**Job**
Pull out every line in the rows below that contains the word "shirt", matching its case.

─── Raw data ───

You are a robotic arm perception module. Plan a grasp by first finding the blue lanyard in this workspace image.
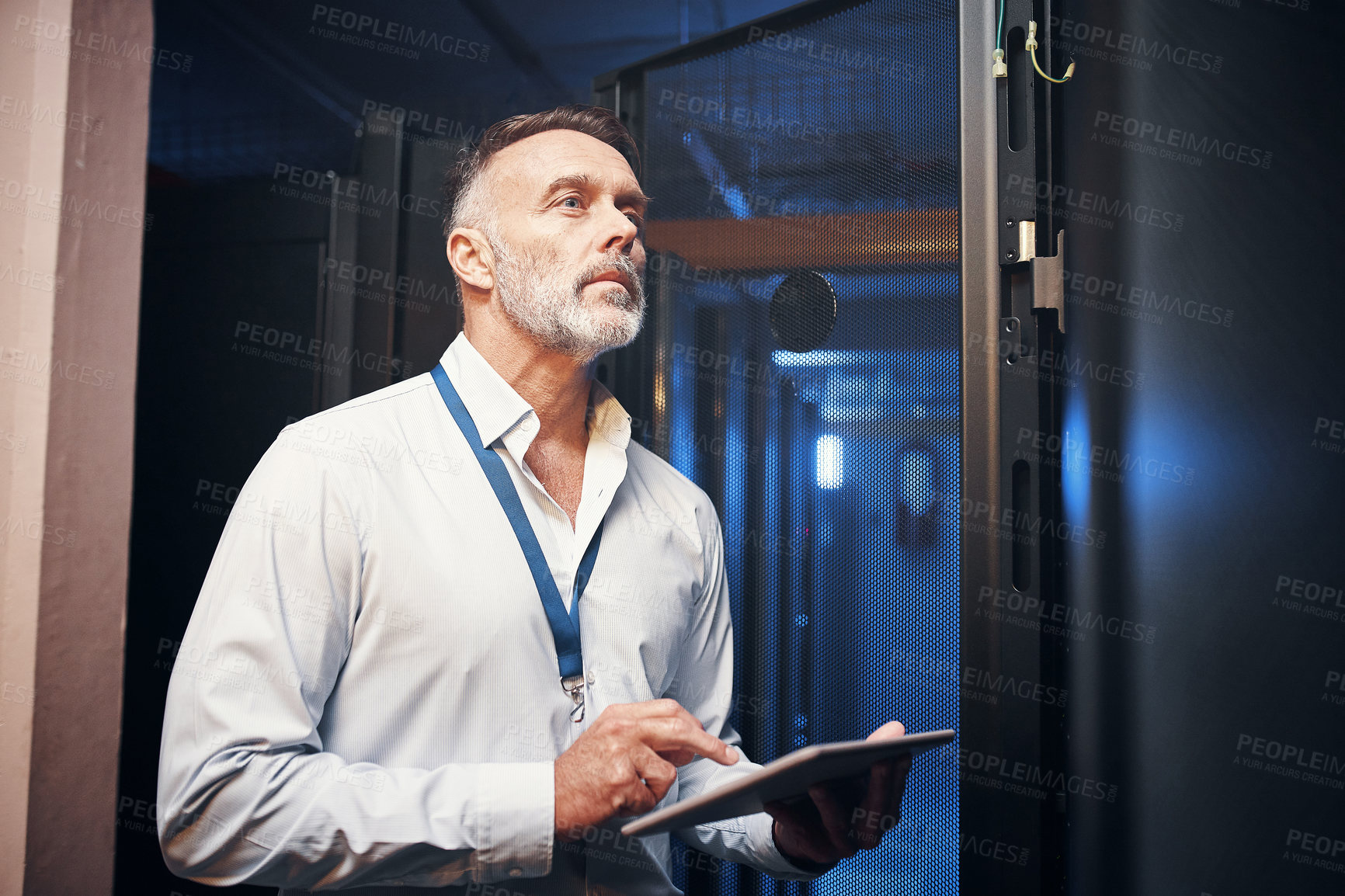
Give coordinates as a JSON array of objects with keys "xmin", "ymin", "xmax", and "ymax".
[{"xmin": 432, "ymin": 365, "xmax": 603, "ymax": 721}]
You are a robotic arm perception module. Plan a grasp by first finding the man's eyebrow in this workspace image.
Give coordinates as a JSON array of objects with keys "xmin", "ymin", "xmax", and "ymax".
[{"xmin": 542, "ymin": 174, "xmax": 650, "ymax": 210}]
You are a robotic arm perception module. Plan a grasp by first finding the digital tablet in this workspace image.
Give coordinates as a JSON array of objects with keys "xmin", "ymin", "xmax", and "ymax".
[{"xmin": 621, "ymin": 731, "xmax": 957, "ymax": 837}]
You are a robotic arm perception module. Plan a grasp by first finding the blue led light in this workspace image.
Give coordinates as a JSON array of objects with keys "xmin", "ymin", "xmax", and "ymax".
[{"xmin": 818, "ymin": 436, "xmax": 842, "ymax": 488}]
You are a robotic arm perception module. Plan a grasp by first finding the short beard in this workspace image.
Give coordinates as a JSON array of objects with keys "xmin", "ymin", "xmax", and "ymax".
[{"xmin": 488, "ymin": 238, "xmax": 645, "ymax": 363}]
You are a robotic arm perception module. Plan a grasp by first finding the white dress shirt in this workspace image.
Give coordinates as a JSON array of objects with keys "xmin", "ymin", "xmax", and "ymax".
[{"xmin": 158, "ymin": 335, "xmax": 814, "ymax": 896}]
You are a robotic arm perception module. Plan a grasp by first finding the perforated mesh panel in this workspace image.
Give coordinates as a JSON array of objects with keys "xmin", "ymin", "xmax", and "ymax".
[{"xmin": 645, "ymin": 0, "xmax": 959, "ymax": 894}]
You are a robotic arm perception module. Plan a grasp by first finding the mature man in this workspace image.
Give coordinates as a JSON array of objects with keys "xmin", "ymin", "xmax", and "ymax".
[{"xmin": 158, "ymin": 100, "xmax": 908, "ymax": 894}]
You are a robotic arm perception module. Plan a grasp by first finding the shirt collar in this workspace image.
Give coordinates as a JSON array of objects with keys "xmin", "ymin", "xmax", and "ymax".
[{"xmin": 439, "ymin": 332, "xmax": 631, "ymax": 450}]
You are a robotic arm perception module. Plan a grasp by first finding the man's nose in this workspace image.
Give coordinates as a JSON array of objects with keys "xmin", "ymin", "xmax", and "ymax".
[{"xmin": 603, "ymin": 207, "xmax": 640, "ymax": 254}]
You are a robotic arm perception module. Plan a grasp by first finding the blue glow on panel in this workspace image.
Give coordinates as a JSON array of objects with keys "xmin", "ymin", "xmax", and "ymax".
[
  {"xmin": 1060, "ymin": 401, "xmax": 1092, "ymax": 525},
  {"xmin": 682, "ymin": 130, "xmax": 752, "ymax": 221},
  {"xmin": 900, "ymin": 450, "xmax": 935, "ymax": 516},
  {"xmin": 818, "ymin": 436, "xmax": 845, "ymax": 488}
]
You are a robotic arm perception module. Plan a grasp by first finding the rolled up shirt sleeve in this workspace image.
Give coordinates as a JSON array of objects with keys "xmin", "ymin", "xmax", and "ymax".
[
  {"xmin": 666, "ymin": 507, "xmax": 830, "ymax": 880},
  {"xmin": 158, "ymin": 429, "xmax": 554, "ymax": 889}
]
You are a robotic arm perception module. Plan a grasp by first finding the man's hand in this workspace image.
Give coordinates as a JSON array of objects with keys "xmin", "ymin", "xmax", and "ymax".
[
  {"xmin": 766, "ymin": 721, "xmax": 911, "ymax": 870},
  {"xmin": 555, "ymin": 700, "xmax": 739, "ymax": 842}
]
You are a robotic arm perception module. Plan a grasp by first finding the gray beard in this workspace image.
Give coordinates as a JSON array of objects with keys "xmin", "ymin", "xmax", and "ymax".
[{"xmin": 489, "ymin": 239, "xmax": 645, "ymax": 363}]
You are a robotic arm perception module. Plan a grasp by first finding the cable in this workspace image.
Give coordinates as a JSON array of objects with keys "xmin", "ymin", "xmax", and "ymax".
[
  {"xmin": 1025, "ymin": 22, "xmax": 1075, "ymax": 83},
  {"xmin": 990, "ymin": 0, "xmax": 1009, "ymax": 78}
]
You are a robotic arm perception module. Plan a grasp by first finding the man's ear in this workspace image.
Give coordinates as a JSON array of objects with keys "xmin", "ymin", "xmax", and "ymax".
[{"xmin": 448, "ymin": 227, "xmax": 495, "ymax": 292}]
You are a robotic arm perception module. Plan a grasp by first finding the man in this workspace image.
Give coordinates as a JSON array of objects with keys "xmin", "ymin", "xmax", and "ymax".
[{"xmin": 158, "ymin": 100, "xmax": 908, "ymax": 894}]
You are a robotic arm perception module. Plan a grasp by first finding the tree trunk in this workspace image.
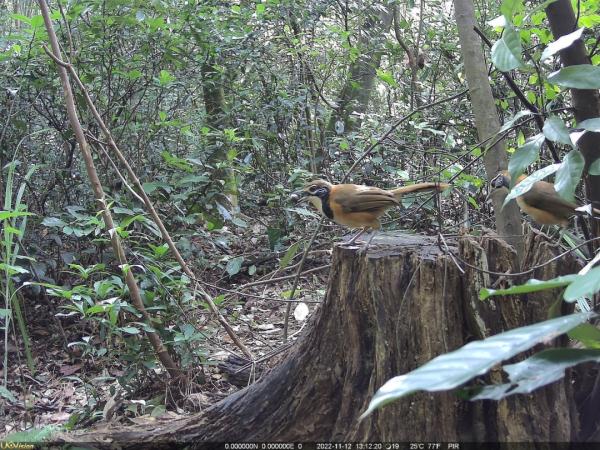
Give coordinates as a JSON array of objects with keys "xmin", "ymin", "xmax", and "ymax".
[
  {"xmin": 546, "ymin": 0, "xmax": 600, "ymax": 239},
  {"xmin": 61, "ymin": 233, "xmax": 577, "ymax": 447},
  {"xmin": 327, "ymin": 5, "xmax": 394, "ymax": 136},
  {"xmin": 201, "ymin": 58, "xmax": 240, "ymax": 215},
  {"xmin": 454, "ymin": 0, "xmax": 523, "ymax": 255}
]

───

**Response to the exercise**
You are a robotic arm perception module. Plan a grasp by first finding the white dress shirt in this workspace image.
You are a robotic arm perception module. Plan a grasp by first finding the shirt collar in this workspace image.
You are a robotic arm perception module. Plan a grasp by first finding the rolled up shirt sleeve in this workspace image.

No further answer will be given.